EXERCISE INSTRUCTIONS -> Copy the material below word for word, leaving out the pictures.

RECORDS FOR THE EXERCISE ->
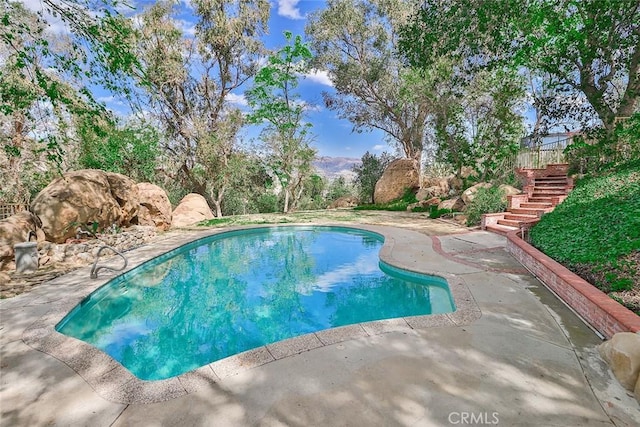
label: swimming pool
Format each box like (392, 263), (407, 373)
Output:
(56, 227), (455, 380)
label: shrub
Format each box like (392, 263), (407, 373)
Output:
(465, 186), (507, 226)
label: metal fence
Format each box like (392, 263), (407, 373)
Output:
(0, 203), (27, 219)
(514, 137), (573, 169)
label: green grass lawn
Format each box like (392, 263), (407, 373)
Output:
(530, 160), (640, 314)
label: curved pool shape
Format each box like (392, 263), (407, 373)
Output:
(56, 227), (455, 380)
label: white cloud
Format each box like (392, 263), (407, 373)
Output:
(304, 70), (333, 87)
(175, 19), (196, 37)
(227, 93), (249, 107)
(313, 252), (379, 292)
(278, 0), (304, 19)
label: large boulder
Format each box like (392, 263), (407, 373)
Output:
(416, 178), (451, 200)
(438, 197), (464, 212)
(105, 172), (140, 225)
(31, 169), (140, 243)
(171, 193), (214, 228)
(460, 182), (491, 206)
(599, 332), (640, 391)
(327, 196), (360, 209)
(0, 211), (44, 270)
(137, 182), (172, 231)
(373, 159), (420, 204)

RESULT FOR THIS TASK ->
label: swimming pool
Format each box like (392, 263), (407, 373)
Output:
(56, 227), (455, 380)
label: shrub
Format each box like (392, 263), (407, 373)
Output:
(465, 186), (507, 226)
label: metal fence
Format each box like (392, 263), (407, 373)
Output:
(0, 203), (27, 219)
(514, 137), (573, 169)
label: green grass lawn
Format each box like (392, 263), (407, 373)
Output:
(530, 160), (640, 314)
label: curved pool shape
Format each box like (392, 263), (407, 373)
Output:
(56, 227), (455, 380)
label: white cloud
Format each box like (392, 263), (407, 373)
Output:
(304, 70), (333, 87)
(175, 19), (196, 37)
(227, 93), (249, 107)
(313, 252), (379, 292)
(278, 0), (304, 19)
label: large boulder
Format each box like (392, 263), (407, 373)
Output:
(416, 178), (451, 200)
(438, 197), (464, 212)
(105, 172), (140, 225)
(31, 169), (140, 243)
(171, 193), (214, 228)
(460, 182), (491, 206)
(599, 332), (640, 391)
(327, 196), (360, 209)
(0, 211), (44, 270)
(137, 182), (172, 231)
(373, 159), (420, 204)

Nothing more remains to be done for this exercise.